- [Given instruction]:
Update the data from its start through the line containing "top-left (0, 753), bottom-right (1288, 858)", including that line, by replacing "plaza pavement" with "town square pavement" and changing nothing else. Return only those lines.
#### Record excerpts ####
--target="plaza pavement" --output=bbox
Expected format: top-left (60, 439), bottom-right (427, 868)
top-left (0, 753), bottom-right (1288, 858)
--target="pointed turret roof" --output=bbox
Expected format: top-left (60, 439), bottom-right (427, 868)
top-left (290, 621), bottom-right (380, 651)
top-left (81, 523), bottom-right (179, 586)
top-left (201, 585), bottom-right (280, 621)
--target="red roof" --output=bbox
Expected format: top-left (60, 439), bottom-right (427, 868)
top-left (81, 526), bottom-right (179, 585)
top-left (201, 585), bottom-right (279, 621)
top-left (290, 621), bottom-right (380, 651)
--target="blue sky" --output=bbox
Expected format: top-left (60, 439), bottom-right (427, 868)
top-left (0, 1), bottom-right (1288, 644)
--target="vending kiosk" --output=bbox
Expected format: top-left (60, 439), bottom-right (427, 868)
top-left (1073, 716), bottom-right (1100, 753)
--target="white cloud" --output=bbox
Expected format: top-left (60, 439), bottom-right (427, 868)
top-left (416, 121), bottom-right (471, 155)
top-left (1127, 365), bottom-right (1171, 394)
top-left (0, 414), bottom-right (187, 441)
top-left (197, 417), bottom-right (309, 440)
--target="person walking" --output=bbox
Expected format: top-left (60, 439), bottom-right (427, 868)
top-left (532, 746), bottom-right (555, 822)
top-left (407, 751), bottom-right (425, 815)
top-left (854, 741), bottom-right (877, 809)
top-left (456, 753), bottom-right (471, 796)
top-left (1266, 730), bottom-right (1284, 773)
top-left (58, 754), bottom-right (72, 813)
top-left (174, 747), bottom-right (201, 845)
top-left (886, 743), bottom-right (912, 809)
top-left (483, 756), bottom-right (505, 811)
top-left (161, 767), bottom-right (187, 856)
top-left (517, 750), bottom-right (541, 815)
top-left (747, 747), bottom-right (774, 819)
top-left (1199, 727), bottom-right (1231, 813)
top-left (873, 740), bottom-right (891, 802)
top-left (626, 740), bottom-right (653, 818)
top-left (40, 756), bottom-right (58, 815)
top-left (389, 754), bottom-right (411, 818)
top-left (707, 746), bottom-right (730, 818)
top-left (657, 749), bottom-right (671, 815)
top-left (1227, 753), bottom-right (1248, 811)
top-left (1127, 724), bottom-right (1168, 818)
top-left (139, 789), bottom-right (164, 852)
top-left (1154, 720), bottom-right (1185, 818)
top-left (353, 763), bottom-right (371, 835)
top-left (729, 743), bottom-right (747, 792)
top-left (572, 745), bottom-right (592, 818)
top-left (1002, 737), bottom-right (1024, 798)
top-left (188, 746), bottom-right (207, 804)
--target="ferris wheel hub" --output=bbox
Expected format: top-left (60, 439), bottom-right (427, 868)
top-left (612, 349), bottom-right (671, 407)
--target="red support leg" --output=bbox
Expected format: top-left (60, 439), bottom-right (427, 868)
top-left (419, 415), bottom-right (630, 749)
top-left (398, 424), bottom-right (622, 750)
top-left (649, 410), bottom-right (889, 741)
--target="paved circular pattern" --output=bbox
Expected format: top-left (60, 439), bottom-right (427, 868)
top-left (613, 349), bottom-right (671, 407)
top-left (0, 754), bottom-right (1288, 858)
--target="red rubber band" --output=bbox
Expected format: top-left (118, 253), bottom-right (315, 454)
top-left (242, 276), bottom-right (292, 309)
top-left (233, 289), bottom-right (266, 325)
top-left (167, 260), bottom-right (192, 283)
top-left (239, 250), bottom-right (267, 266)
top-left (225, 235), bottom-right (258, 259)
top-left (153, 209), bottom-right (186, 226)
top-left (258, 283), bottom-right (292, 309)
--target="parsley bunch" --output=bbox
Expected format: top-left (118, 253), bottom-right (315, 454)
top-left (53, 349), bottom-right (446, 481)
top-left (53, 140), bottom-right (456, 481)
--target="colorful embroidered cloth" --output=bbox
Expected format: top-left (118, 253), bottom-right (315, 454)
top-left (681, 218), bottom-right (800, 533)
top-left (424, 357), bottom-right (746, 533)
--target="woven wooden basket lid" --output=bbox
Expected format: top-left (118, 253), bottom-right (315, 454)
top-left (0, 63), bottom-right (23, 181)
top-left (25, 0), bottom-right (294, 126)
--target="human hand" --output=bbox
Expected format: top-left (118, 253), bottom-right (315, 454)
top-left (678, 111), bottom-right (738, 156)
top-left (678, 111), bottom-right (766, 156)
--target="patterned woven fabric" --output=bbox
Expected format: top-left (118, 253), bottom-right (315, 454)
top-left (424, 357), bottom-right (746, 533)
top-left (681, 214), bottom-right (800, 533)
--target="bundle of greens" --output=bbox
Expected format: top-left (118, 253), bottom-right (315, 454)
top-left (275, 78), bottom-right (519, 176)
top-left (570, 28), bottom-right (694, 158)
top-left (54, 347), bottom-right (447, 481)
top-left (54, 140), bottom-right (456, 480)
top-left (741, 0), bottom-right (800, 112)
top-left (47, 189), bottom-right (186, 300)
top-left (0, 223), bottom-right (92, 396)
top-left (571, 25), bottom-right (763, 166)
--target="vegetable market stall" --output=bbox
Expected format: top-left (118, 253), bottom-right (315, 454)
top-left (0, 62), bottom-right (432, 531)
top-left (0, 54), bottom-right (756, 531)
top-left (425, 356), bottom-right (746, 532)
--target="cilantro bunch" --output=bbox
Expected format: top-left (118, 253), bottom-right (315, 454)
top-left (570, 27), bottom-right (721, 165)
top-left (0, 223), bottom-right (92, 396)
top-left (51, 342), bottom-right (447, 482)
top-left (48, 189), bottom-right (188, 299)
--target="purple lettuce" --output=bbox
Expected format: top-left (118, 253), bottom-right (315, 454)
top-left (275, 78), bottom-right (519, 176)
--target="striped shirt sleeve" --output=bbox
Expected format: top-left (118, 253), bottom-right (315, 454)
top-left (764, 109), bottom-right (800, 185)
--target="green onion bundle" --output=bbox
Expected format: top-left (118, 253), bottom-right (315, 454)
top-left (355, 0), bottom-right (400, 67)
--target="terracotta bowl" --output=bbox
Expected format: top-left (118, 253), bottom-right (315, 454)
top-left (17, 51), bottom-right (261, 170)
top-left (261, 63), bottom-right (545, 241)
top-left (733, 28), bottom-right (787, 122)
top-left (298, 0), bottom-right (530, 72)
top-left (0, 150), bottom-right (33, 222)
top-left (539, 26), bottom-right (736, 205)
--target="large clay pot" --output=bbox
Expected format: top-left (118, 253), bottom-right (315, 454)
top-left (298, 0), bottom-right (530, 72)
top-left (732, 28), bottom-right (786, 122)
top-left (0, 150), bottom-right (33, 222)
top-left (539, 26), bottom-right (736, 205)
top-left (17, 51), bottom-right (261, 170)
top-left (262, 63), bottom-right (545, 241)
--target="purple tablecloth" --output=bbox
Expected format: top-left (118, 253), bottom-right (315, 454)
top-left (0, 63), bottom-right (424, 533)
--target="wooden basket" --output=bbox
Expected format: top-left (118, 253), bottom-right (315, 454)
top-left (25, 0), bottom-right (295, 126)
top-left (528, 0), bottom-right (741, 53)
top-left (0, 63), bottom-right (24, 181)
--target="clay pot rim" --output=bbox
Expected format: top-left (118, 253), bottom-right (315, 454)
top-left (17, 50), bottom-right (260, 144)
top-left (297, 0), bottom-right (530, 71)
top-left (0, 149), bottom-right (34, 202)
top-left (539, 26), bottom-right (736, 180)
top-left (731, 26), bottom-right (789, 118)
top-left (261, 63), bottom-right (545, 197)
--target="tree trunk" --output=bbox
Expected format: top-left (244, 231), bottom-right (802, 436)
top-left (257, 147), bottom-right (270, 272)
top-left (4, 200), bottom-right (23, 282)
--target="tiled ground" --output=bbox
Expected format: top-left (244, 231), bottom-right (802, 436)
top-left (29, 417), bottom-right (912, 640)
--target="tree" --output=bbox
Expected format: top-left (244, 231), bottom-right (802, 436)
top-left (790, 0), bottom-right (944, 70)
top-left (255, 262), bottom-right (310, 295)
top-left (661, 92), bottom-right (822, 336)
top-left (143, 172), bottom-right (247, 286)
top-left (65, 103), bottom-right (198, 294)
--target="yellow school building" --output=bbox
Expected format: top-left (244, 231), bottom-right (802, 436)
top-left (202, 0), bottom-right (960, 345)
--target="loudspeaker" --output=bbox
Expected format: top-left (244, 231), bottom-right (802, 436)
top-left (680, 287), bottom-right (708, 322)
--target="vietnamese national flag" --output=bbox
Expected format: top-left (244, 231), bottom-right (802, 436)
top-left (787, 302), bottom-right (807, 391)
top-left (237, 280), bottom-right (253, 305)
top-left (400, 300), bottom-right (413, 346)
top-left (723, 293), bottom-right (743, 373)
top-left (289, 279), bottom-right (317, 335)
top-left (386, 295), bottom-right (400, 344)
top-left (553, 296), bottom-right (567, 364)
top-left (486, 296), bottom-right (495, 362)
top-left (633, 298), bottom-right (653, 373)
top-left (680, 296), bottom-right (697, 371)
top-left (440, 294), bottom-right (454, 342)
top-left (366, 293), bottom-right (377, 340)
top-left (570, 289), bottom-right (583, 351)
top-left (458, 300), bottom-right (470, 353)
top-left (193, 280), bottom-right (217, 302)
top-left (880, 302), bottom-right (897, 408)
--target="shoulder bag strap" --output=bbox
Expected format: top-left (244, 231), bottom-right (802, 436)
####
- [Response for this exercise]:
--target="town square pavement" --output=bbox
Expected format: top-left (60, 439), bottom-right (427, 868)
top-left (0, 753), bottom-right (1288, 858)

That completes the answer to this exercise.